*TEXT EXTRACT*:
-=-=-=-=-

Oh, and there's something in there about Warhammer Undead in Space as well. Tomb Kings, aesthetically, and as another fag-end project that the Studio was knocking around during the same late second/mid fifth edition period of the late 1990s, with similar inspirations, with a trace of the Vampire Counts in the "one very powerful centrepiece model" design of the C'tan. But what rounds it out, what completes it, is a deep well of "when you were a kid, you might have had a dinosaur phase, or you might have had an Egyptian phase," or if you were me you had both, with a side order of turn-of-the-century mummy's-curse stories and, more specifically, the cosmic horror and science fiction concepts that had already grown in that dry, dessicated soil.

I didn't collect Necrons this time around. I came back just a couple of months too late, in the Summer of Chaos, and it was the forces of the Dark Gods who ensnared me for my golden age of hobbying two nights a week and all day Sunday; by the end of the year the Army of Sylvania had dropped and that was the end of me, all hands were on deck for the ultimate expression of fantasy Gothic. I can't stress enough what a close call it was. Hold on to that "should have played third edition Necrons" part though; we'll come back for that later.

-=-=-=-=-

Data excerpted from a collection:

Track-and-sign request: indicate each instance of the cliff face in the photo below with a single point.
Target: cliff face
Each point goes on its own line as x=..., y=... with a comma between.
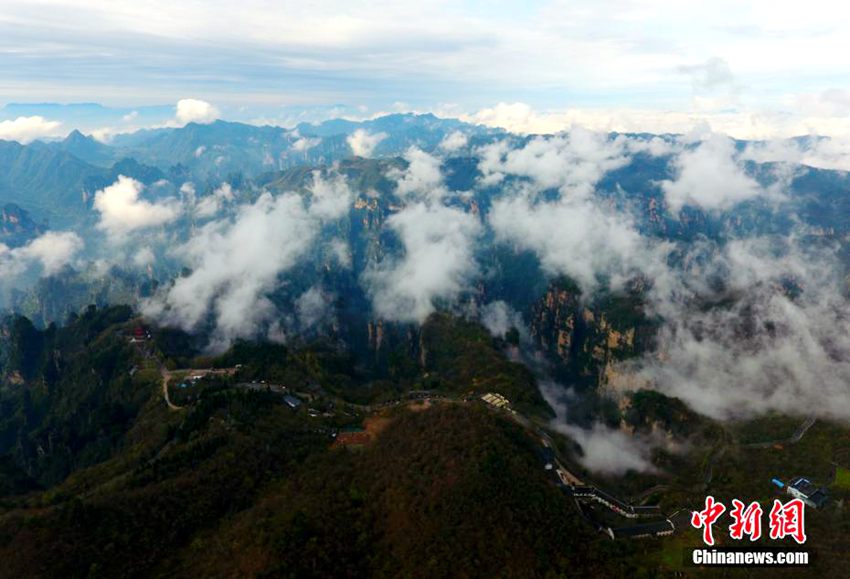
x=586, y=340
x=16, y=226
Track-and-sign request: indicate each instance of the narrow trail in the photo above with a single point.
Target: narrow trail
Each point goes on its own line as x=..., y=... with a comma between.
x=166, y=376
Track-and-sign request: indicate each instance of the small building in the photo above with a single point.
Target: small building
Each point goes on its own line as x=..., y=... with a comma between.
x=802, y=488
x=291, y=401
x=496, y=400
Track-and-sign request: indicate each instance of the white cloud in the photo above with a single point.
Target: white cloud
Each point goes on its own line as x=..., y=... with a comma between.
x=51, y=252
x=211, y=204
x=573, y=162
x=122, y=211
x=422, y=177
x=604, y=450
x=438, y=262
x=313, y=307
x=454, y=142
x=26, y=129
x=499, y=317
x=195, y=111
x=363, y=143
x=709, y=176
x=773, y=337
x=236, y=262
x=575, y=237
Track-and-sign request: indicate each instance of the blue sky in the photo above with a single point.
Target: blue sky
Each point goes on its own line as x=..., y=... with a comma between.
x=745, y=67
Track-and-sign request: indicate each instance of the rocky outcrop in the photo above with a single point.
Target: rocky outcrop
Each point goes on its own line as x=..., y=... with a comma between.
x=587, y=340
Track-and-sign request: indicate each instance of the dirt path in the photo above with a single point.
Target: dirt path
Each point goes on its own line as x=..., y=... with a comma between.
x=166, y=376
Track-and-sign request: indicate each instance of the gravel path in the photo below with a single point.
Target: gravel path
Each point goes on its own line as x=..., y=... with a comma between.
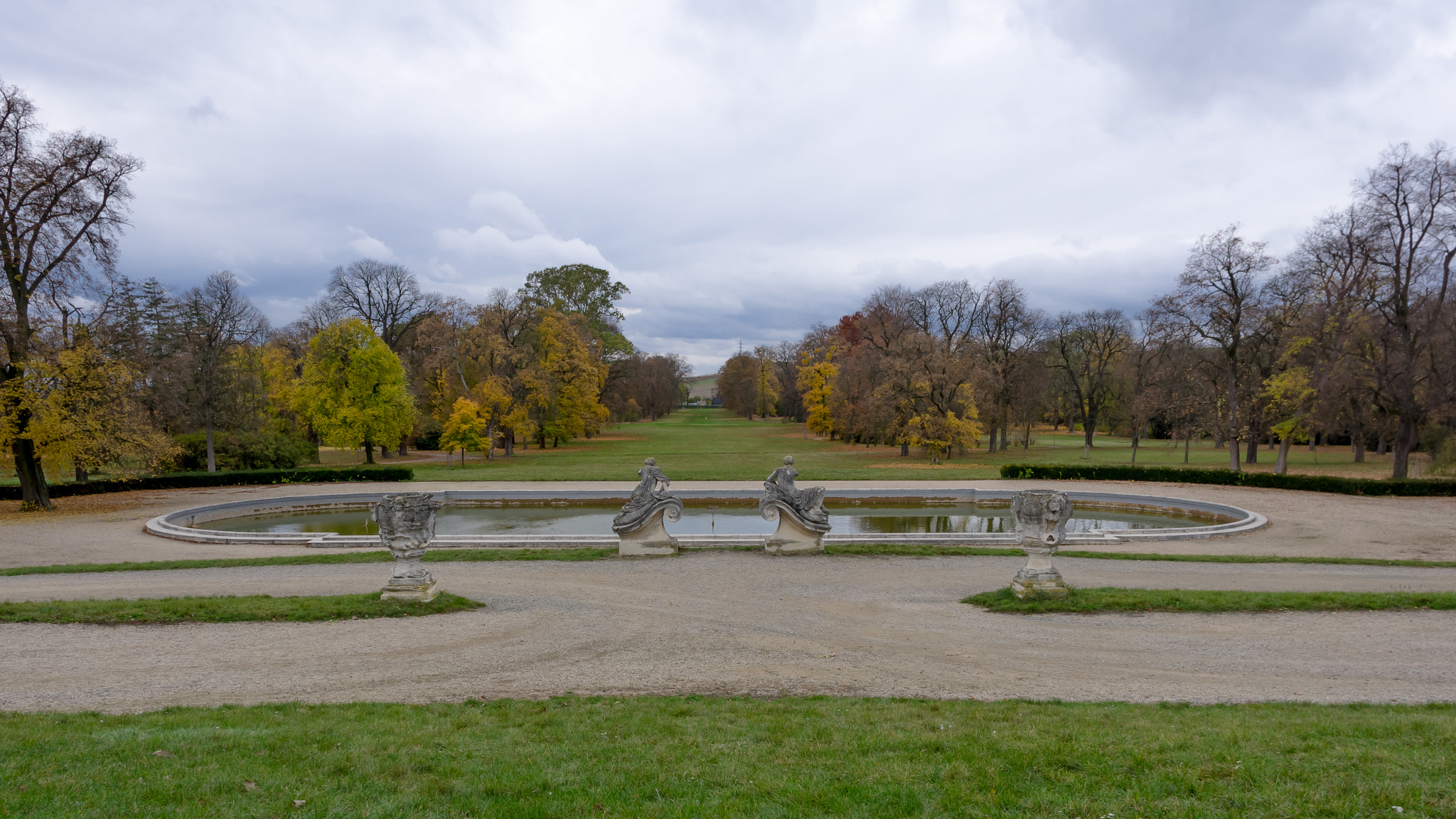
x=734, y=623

-=-=-=-=-

*REQUEST*:
Reproduce the Warhammer passage word for word, everything from "I didn't collect" down to "for that later.".

*EXERCISE OUTPUT*:
I didn't collect Necrons this time around. I came back just a couple of months too late, in the Summer of Chaos, and it was the forces of the Dark Gods who ensnared me for my golden age of hobbying two nights a week and all day Sunday; by the end of the year the Army of Sylvania had dropped and that was the end of me, all hands were on deck for the ultimate expression of fantasy Gothic. I can't stress enough what a close call it was. Hold on to that "should have played third edition Necrons" part though; we'll come back for that later.